DOCUMENT SECTION:

<<<<

The Toyota Way

The Toyota Way: the secret of a High-Performance Organization

A High-Performance Organization continuously achieves maximum customer satisfaction, delivering financial and non-financial results. This Toyota Way is the secret to outperform huge companies and, at the same time, the key to generate profits and prosperity for the company. And also to satisfy shareholders, employees and society’s needs.


When it comes to High-Performance Organizations, it´s definitely Toyota that is one of the most important reference in this distinguished group.


Toyota, with more than 338,000 employees, is the largest automobile manufacturer in the world. Besides, in 2017, it became the 5th largest company in the world in terms of revenue, ahead of other enourmous organizations such as Samsung, Amazon or Apple.


Their operational, financial and brand value results disclose figures that none of their most direct competitors can hardly come close to and, what is more, cannot even explain.




The company is recognized by executives of any sector for «The Toyota Way». That is because their business management framework understood very early on in their history that their dream of leading the global automotive market could only come true if it became also the dream of each of their teams and collaborators – known internally as the «Toyota Members».




But what’s behind «The Toyota Way»?


The answer is: a High-Performance Organization. An organization that has holistically evolved through these key features:


  • Top-quality leadership
  • Responsibility and commitment of employees
  • Long-term orientation and work
  • Continuous improvement and innovation
  • Openness and action orientation

Finally, after more than ten years of development and twenty versions of internal alignment, in 2001, right in the middle of a worldwide expansion process, Toyota defined «The Toyota Way».


Henceforth, the company’s founding values and all lessons learned – failures as well – in more than fifty years of applying the Toyota Production System were integrated into the business model. Initially in its operations and later in all areas of the organization, from finance to sales, R&D, purchasing, marketing and HR…


The Toyota Way is not just a model. It’s not just a strategy. It’s not only a definition of cultural principles and by no means only a set of methodologies or business principles.

«The Toyota Way» is a holistic framework that integrates and synchronizes the best models, strategies and methodologies into a set of business excellence principles to make Toyota a High- Performance Organization.



How has Toyota evolved into a High-Performance Organization?


To lay the groundwork for making Toyota a High-Performance Organization, «The Toyota Way» defines five fundamental principles split into two pillars. Them being, respect for People and Continuous Improvement.


The following model illustrates the original definition of «The Toyota Way» and its absolute consistency with the principles that distinguish High-Performance Organizations.




«The Toyota Way» defines how the entire company, synchronizing its leaders and employees, should conduct its business, acts, and make decisions to become the company it seeks to be.


Let´s have a closer look at what’s behind each of these five fundamental business principles that make Toyota a High-Performance Organization.



The challenge: long-term orientation


For Toyota, facing challenges is not enough. They consider that the challenge begins with maintaining a long-term orientation each and every day. One that makes them continually question the way they think and act.


This challenge of pursuing a long-term vision releases the creativity and courage of everyone in the organization to innovate and change whatever is necessary, upholding their values in the quest for that ideal.


It´s this orientation that makes each member of Toyota always feel uncomfortable with the ideal status. And, also, keep up a creative tension in the constant search for a better way.


At Toyota, this orientation is demonstrated first and foremost by the company’s top management. Through their decisions and actions, they prove their commitment to creating long-term value to the entire organization.

>>>>

REQUIRED TASK A: According to the Toyota Way article, in what year did Toyota define «The Toyota Way»?
The Toyota text and the records come from separate, unrelated sources.

DATA SHOWN:
<<<<

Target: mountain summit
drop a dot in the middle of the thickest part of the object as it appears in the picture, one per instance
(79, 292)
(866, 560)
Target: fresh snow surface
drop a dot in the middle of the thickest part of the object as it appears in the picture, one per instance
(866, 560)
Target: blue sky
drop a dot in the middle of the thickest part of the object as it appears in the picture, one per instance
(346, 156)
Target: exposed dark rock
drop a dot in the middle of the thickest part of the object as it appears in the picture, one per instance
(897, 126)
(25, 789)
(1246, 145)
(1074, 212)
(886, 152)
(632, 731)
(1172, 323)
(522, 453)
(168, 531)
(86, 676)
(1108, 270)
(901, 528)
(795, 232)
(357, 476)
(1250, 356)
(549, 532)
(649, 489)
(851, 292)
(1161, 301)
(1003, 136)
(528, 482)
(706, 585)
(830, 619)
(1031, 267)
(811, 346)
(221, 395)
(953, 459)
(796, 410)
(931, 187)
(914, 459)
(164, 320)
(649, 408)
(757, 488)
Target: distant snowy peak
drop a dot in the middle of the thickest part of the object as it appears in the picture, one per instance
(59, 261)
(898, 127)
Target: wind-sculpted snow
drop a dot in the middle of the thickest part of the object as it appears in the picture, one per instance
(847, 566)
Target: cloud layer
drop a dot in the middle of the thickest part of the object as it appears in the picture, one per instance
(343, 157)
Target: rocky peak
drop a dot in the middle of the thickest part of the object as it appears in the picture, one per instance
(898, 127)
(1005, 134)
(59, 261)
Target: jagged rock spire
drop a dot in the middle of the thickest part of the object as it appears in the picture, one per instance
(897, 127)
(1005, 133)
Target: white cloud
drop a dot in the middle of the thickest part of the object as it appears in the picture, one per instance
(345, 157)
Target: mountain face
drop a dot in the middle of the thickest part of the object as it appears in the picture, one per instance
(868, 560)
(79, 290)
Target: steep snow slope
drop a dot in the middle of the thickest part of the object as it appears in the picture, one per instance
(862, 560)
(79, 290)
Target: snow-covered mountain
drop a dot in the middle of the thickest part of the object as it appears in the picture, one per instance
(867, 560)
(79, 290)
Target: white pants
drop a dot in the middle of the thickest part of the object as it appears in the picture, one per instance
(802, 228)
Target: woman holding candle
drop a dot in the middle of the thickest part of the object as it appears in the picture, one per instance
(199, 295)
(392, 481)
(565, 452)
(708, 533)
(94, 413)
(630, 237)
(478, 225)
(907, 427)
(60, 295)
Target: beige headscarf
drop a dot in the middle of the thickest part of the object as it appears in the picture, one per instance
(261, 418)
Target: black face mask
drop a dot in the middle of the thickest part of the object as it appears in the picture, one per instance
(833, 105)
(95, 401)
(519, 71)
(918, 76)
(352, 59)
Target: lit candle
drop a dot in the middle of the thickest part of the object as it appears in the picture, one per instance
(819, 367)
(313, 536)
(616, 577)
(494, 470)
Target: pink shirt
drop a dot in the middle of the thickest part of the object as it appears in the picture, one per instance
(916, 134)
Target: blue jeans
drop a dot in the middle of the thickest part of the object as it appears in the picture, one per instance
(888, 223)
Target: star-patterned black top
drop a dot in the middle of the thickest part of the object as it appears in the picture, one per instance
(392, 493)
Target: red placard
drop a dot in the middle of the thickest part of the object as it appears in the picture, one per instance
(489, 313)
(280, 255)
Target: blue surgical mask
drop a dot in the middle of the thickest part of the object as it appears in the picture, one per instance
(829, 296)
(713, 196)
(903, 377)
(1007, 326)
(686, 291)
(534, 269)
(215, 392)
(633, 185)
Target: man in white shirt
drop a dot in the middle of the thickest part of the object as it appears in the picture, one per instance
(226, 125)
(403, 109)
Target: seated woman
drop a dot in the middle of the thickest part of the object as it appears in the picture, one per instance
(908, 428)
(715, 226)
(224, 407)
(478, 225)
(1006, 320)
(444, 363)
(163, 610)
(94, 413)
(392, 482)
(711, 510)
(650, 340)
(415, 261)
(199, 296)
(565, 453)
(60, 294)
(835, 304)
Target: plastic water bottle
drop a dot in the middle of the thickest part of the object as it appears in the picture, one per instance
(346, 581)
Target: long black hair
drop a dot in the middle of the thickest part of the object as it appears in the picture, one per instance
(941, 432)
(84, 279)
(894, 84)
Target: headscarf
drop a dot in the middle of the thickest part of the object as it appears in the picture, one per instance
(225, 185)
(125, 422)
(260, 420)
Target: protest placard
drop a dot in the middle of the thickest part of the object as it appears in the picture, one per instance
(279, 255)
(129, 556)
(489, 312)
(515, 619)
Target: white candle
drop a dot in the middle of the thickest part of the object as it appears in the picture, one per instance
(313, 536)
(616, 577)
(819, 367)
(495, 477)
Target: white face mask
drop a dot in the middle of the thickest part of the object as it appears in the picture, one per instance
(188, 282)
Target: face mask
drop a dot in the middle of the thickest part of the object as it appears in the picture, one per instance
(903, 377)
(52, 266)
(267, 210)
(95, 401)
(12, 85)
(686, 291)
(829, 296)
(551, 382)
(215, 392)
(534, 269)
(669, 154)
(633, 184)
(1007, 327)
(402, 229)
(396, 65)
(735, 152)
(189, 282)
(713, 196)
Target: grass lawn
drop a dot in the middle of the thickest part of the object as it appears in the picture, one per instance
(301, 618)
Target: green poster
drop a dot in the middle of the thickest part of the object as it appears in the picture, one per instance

>>>>

REQUIRED TASK B: Present everything in the records from the line containing "Target: protest placard" down to the end of the records as a Markdown table with the columns No. and Line, numbering each row and skipping blank lines.

FULL SOLUTION A: 2001

FULL SOLUTION B:
| No. | Line |
|---|---|
| 1 | Target: protest placard |
| 2 | drop a dot in the middle of the thickest part of the object as it appears in the picture, one per instance |
| 3 | (279, 255) |
| 4 | (129, 556) |
| 5 | (489, 312) |
| 6 | (515, 619) |
| 7 | Target: white candle |
| 8 | drop a dot in the middle of the thickest part of the object as it appears in the picture, one per instance |
| 9 | (313, 536) |
| 10 | (616, 577) |
| 11 | (819, 367) |
| 12 | (495, 477) |
| 13 | Target: white face mask |
| 14 | drop a dot in the middle of the thickest part of the object as it appears in the picture, one per instance |
| 15 | (188, 282) |
| 16 | Target: face mask |
| 17 | drop a dot in the middle of the thickest part of the object as it appears in the picture, one per instance |
| 18 | (903, 377) |
| 19 | (52, 266) |
| 20 | (267, 210) |
| 21 | (95, 401) |
| 22 | (12, 85) |
| 23 | (686, 291) |
| 24 | (829, 296) |
| 25 | (551, 382) |
| 26 | (215, 392) |
| 27 | (534, 269) |
| 28 | (669, 154) |
| 29 | (633, 184) |
| 30 | (1007, 327) |
| 31 | (402, 229) |
| 32 | (396, 65) |
| 33 | (735, 152) |
| 34 | (189, 282) |
| 35 | (713, 196) |
| 36 | Target: grass lawn |
| 37 | drop a dot in the middle of the thickest part of the object as it appears in the picture, one per instance |
| 38 | (301, 618) |
| 39 | Target: green poster |
| 40 | drop a dot in the middle of the thickest part of the object as it appears in the picture, one per instance |